* Start *
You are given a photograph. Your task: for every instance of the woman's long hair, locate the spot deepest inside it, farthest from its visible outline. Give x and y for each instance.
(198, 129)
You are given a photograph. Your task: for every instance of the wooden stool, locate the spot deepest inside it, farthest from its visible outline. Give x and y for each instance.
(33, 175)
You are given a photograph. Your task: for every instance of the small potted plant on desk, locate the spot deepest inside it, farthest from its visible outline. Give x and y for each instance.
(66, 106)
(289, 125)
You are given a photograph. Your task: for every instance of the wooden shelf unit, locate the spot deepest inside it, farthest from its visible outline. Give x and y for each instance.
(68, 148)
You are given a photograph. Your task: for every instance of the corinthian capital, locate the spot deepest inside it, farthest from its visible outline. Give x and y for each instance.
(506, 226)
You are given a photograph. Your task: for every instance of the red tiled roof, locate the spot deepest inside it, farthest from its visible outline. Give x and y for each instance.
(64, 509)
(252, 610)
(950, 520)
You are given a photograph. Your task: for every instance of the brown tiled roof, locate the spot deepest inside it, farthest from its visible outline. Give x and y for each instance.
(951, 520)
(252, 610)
* End *
- Work to do: Update the listing above by replacing "wooden" with "timber" everywhere it appears, leaving everything else unchanged.

- Exercise response:
You are given a photograph. Your task: for every instance of the woman's long hair, locate the spot deepest inside it, farthest from its visible outline. Give x and y for each instance.
(198, 129)
You are given a photograph. Your task: for every instance of the timber stool, locate the spot deepest inside it, farthest from its visible outline. Give x and y for each instance.
(33, 175)
You are given a photograph. Your task: for every instance of the small potted plant on desk, locate the spot deepest inside it, farthest from its visible outline. Give x and y for each instance.
(66, 106)
(289, 125)
You are given a photograph. Your task: for every instance of the timber shelf unit, locate the spot deepest inside it, farthest from its visible outline. Give x and y for each instance.
(68, 148)
You are given a photograph. Your task: for every instance of the corinthian capital, locate the spot deepest inside it, farthest from its visible outline. Give x and y for each instance.
(506, 226)
You are given a photograph. Your task: for every instance of the red tiled roof, locate the spot deepest inside it, farthest from its visible outline. Give x and y for each instance.
(64, 509)
(252, 610)
(950, 520)
You are given a photograph. Your task: for every instance of the brown tiled roof, locate the spot deepest inside it, farthest from its visible outline. Give x and y for each instance.
(951, 520)
(252, 610)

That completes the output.